--- GIVEN PASSAGE ---

From Beyond the Grave (film, 2007)
A DVD review from Death Ray 08.
Film: THREE AND A HALF STARS Extras: ONE STAR
1973/ 97mins /15 • £13.99
Director: Kevin Connor
Writer: R Chetwynd-Hayes, Raymond Christodolou, Robin Clarke
Starring: Peter Cushing, Ian Ogilvy. Donald Pleasence, Diana Dors, David Warner, Ian Bannen
Solid 1970s portmanteau horror from the Amicus stable
Peter Cushing was known for his stern characters, but In From Beyond the Grave, his eyes twinkle with mischief as he lays on a cod Yorkshire accent to play a camel-coated antiques dealer. And believe me, you wouldn’t want to buy anything off him.
Four unwary chumps do in the film’s quartet of short stories. In ‘The Gate Crasher’ David Warner bags a mirror for a tenth of its real value by lying, only to discover it houses a malevolent spirit demanding blood. ‘An Act of Kindness’ has Ian Bannen steal a medal so he can pretend he was decorated in the war, as a result becoming involved with Donald Pleasence’s war veteran and his witchy daughter (played by Pleasence’s real offspring), to his ultimate detriment. Ian Carmichael swaps the price labels between snuff boxes in ‘The Elemental’ (do you get the picture yet?) and is thus possessed by an evil spirit. ‘The Door’ has Ian Ogilvy purchasing an antique door for his stationary cupboard honestly, yet even he is burdened with a bothersome 17th century ghoul popping out of a spooky room that intermittently appears in place of his foolscap.

---

▶ _STATED GOAL 1_
According to the review, why does Ian Bannen's character steal a medal in 'An Act of Kindness'?
▶ _STATED GOAL 2_
Could you quote the review from "From Beyond the Grave (film, 2007)" up to and including "anything off him."?

--- RECORD SET ---

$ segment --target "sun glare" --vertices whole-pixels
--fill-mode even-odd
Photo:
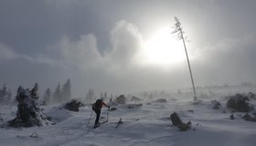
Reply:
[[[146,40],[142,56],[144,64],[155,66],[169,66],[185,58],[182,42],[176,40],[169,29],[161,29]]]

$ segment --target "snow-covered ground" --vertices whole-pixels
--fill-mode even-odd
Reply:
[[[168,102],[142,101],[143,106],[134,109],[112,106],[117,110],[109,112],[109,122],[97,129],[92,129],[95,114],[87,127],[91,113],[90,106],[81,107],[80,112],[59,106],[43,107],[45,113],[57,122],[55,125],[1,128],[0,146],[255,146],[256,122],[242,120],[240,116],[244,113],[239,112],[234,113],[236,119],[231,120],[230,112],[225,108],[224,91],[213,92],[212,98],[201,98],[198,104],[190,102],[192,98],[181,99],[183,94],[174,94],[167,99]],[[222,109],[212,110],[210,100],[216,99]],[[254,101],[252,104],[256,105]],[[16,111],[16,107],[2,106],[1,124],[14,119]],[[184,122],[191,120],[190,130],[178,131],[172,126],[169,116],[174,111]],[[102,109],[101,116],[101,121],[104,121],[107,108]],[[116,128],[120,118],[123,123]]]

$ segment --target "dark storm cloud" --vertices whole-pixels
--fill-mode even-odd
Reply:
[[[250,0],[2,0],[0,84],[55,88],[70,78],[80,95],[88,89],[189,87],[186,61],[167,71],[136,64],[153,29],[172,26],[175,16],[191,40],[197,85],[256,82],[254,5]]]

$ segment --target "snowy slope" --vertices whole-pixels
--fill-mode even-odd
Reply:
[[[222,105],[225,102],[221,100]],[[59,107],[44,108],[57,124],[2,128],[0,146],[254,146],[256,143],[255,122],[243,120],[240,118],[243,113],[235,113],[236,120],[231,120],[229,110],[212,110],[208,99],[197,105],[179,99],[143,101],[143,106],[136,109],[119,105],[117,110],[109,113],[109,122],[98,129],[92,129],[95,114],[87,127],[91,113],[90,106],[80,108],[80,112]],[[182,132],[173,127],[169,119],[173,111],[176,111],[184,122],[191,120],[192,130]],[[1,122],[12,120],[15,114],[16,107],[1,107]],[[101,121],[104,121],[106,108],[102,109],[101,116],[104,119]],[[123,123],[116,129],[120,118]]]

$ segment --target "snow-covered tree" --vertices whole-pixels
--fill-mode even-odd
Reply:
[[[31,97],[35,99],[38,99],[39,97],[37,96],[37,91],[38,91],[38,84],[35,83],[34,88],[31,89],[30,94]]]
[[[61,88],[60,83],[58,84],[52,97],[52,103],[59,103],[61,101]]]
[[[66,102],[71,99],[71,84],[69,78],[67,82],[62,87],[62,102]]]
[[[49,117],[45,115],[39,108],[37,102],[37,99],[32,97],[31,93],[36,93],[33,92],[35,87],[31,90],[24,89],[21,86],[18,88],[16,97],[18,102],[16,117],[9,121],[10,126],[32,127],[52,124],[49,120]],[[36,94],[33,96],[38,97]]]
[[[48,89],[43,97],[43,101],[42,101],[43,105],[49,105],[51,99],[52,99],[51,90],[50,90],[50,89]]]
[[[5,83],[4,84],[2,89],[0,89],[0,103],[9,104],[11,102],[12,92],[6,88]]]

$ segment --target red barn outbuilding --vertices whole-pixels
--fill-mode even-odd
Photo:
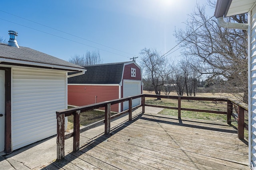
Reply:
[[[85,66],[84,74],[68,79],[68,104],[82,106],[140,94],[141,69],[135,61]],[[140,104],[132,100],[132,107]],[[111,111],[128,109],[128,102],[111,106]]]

---

▶ _RESULT 1_
He steals the medal so that he can pretend he was decorated in the war.

▶ _RESULT 2_
From Beyond the Grave (film, 2007)
A DVD review from Death Ray 08.
Film: THREE AND A HALF STARS Extras: ONE STAR
1973/ 97mins /15 • £13.99
Director: Kevin Connor
Writer: R Chetwynd-Hayes, Raymond Christodolou, Robin Clarke
Starring: Peter Cushing, Ian Ogilvy. Donald Pleasence, Diana Dors, David Warner, Ian Bannen
Solid 1970s portmanteau horror from the Amicus stable
Peter Cushing was known for his stern characters, but In From Beyond the Grave, his eyes twinkle with mischief as he lays on a cod Yorkshire accent to play a camel-coated antiques dealer. And believe me, you wouldn’t want to buy anything off him.